#### Try it
The records below are to be repeated exactly, minus any pictures.

#### Stored data entries
+ + + + + + +

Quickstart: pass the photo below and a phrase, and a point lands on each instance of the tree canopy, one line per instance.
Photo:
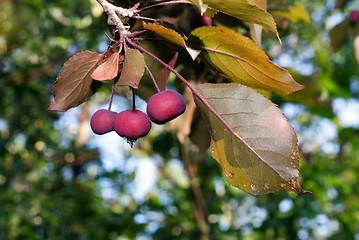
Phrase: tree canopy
(58, 180)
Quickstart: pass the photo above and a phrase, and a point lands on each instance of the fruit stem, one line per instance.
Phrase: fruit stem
(112, 92)
(153, 79)
(133, 99)
(160, 4)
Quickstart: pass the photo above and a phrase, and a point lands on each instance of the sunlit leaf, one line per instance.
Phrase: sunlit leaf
(108, 70)
(167, 33)
(201, 6)
(251, 139)
(241, 60)
(243, 10)
(74, 84)
(133, 68)
(172, 36)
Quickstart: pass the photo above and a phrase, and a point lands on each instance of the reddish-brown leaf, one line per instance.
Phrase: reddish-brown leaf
(133, 68)
(108, 70)
(74, 84)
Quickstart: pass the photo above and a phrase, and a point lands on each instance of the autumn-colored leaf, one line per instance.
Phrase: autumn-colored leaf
(133, 68)
(241, 60)
(164, 73)
(167, 33)
(251, 139)
(201, 6)
(243, 10)
(108, 70)
(74, 84)
(172, 36)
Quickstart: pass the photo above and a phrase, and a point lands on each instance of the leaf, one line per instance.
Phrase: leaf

+ + + + + + +

#### Answer box
Quickstart: pass the photo below and a phrase, and a point lands on each instance of the tree canopy, one line per instance.
Photo:
Phrase: tree canopy
(58, 180)
Quickstart: pass the photo above and a phrase, and a point lands on each instance of the fruit stem, one line per instance.
Phrase: fruit stem
(112, 92)
(153, 79)
(133, 99)
(160, 4)
Quickstart: pass the photo above and a phrase, and a point lands on each instance of the sunlit leaf, one line per instance.
Phrase: sunlit leaf
(108, 70)
(167, 33)
(201, 6)
(251, 139)
(241, 60)
(243, 10)
(74, 84)
(133, 68)
(172, 36)
Quickstart: pass the photo above and a phrase, and a point lands on each instance of the reddish-brown leaf, one line per instance.
Phrase: reddish-brown leaf
(133, 68)
(108, 70)
(74, 84)
Quickstart: pass the photo above and a phrase, and a point lands on each instance of the autumn-colored leaf, one line per instance.
Phrase: autumn-colored leaf
(133, 68)
(241, 60)
(164, 73)
(167, 33)
(251, 139)
(201, 6)
(243, 10)
(108, 70)
(74, 84)
(172, 36)
Quickstart: pass the photo above and a phrase, and a point lands on each instance of the leaf, one line per instance.
Phrase: leaf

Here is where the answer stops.